--- BEGIN ---

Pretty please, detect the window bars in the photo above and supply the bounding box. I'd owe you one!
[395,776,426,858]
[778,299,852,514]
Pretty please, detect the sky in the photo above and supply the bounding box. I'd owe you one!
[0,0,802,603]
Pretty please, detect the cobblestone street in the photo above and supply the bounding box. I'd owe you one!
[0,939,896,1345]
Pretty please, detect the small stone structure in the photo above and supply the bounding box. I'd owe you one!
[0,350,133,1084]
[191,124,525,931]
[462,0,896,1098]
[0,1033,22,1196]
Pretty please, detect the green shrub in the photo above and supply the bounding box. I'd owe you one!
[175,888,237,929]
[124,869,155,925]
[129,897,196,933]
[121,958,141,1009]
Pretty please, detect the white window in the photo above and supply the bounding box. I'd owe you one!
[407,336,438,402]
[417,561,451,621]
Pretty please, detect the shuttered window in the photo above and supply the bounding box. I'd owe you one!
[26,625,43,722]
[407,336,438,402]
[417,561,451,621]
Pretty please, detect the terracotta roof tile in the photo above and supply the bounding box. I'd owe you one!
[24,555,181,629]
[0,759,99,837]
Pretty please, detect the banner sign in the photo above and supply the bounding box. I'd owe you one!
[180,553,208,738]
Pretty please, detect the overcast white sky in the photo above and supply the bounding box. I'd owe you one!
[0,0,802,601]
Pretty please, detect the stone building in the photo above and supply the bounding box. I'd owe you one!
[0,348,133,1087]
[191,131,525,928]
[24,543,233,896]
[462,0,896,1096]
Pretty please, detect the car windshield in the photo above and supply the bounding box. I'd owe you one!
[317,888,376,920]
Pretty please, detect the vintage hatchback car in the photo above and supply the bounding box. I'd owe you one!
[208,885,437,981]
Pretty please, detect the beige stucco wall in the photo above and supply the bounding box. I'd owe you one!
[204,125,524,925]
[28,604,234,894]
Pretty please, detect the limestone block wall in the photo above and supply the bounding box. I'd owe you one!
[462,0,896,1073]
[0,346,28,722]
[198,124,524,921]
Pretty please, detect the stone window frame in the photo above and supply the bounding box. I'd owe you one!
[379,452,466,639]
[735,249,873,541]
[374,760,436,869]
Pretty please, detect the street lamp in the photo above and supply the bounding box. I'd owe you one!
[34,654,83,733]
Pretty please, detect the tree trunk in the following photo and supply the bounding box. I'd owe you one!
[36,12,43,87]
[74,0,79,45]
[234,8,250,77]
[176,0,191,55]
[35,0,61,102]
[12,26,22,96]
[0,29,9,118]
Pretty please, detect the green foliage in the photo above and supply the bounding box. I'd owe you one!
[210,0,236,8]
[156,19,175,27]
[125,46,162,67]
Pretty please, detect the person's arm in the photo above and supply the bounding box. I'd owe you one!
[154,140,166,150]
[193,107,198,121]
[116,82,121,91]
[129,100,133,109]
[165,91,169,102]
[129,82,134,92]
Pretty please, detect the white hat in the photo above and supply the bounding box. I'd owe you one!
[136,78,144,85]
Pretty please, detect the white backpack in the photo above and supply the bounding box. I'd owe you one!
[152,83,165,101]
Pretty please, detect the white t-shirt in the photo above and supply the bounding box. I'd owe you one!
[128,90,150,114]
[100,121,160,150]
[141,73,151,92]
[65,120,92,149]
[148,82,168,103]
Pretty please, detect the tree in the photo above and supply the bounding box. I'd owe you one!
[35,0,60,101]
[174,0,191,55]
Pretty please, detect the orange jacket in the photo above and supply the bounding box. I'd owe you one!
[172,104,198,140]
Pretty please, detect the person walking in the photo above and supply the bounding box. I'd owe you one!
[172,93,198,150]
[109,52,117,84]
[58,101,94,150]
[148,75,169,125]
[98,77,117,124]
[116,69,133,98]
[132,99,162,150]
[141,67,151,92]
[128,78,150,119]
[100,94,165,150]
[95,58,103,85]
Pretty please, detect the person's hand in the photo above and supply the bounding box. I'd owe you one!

--- END ---

### Short task:
Please reproduce the listing above line for line, from the first entry to the last, without changing anything.

### Result below:
Pretty please, detect the window bars in the photo above and supply the bounding box. I'd owe you one!
[395,776,426,858]
[778,299,852,514]
Pretty please, detect the sky in the photo above and supply the bounding box. I'd owe you one!
[0,0,802,603]
Pretty please, detect the cobblestone street in the photo above and supply the bounding box. I'd owe you one!
[0,939,896,1345]
Pretty please, detect the small stone structure in the photo above and supply the bounding box. I'd owe you one!
[0,350,133,1084]
[191,124,525,931]
[462,0,896,1098]
[0,1033,22,1196]
Pretty please, detect the green shrub in the photo above and supply the bounding box. I'd owe you one!
[175,888,237,929]
[124,869,155,925]
[129,897,196,933]
[121,958,141,1009]
Pretty please, detect the white window in the photo above and supply the bounding box. I'd owe you one!
[407,336,438,402]
[417,561,451,621]
Pretty please, detect the shuttered window in the photo above and supply the bounding box. I'd owe you one!
[26,625,43,722]
[407,336,438,402]
[417,561,451,621]
Pretty please, detect the terracotta roof tile in the photo above and supply the bounding box. I'd owe you one!
[24,555,181,629]
[0,759,99,837]
Pretty please, detect the banner sign in the photo above and supply the bounding box. I'd owe you one!
[180,553,208,738]
Pretty please, detect the overcast white sky in the photo above and supply the bounding box. I'd owe you one!
[0,0,802,601]
Pretty please, detect the stone building in the photo above and supply the bounding box. I'd owe you one!
[0,348,133,1087]
[191,131,525,928]
[24,543,233,896]
[462,0,896,1096]
Pretty please, detect the car windshield in the photo above and supply the bounding box. I'd owe you one!
[317,888,376,920]
Pretty please, detect the vintage hatchback car in the photo above and supply the bounding box. I'd owe you one!
[208,885,437,981]
Pretty please, detect the beige stucco wall in the photo above and supply the bounding box. I'd owe you one!
[204,125,524,925]
[28,604,234,894]
Pretty please, detect the limestone block wall in the photo above and supply the bounding box. I'd owe you one!
[462,0,896,1073]
[0,346,28,722]
[198,124,524,921]
Pretty please, detect the stone window frame in the photo above and supply the bounding box. I'd owe you one!
[379,452,466,639]
[735,249,873,541]
[374,760,436,869]
Pretty please, detect the street lamp in the photo above and supply the bounding box. I'd owe you one!
[34,654,83,733]
Pretty please, detect the tree trunk in the following photo and supply the bounding box. I'd owe you one!
[36,12,43,87]
[74,0,79,45]
[234,8,250,77]
[176,0,191,55]
[35,0,61,102]
[12,26,22,96]
[0,29,9,118]
Pretty please, detect the green foliage in the photo above and supply the bounding box. I'd owe you one!
[210,0,236,8]
[156,19,175,27]
[125,46,162,67]
Pretty please, detect the person's arm in the photo above and supply the bounding box. I'd owe you one!
[154,140,166,150]
[193,107,198,121]
[116,82,121,91]
[129,100,133,109]
[165,91,169,102]
[129,82,134,92]
Pretty please, detect the white hat in the photo above and supply the bounding box. I'd owe you one!
[136,78,144,85]
Pretty please, detect the white backpack in the photo above and supply the bounding box. I'd owe you one!
[152,83,165,101]
Pretty please, detect the white t-shirt in the photo above and supply the bounding box. I'd owe you one!
[128,90,150,114]
[100,121,160,150]
[141,73,151,92]
[65,120,92,149]
[148,82,168,103]
Pretty please, detect the tree in the photo above and supply the bounding box. I'd owe you one!
[35,0,60,101]
[174,0,191,55]
Pretty please, detect the orange jacket in the photo above and supply the bounding box. I'd owe you one!
[172,104,198,140]
Pretty please, detect the person walking in the photo above and supply the bounding box. I'd owe you one!
[172,93,198,150]
[109,52,117,84]
[58,101,94,150]
[148,75,169,125]
[98,77,117,124]
[116,69,133,98]
[132,99,162,150]
[141,67,151,92]
[128,78,150,119]
[100,94,165,150]
[95,58,103,85]
Pretty please, detect the person's hand in the photo above and supply the bounding box. I'd owe you one!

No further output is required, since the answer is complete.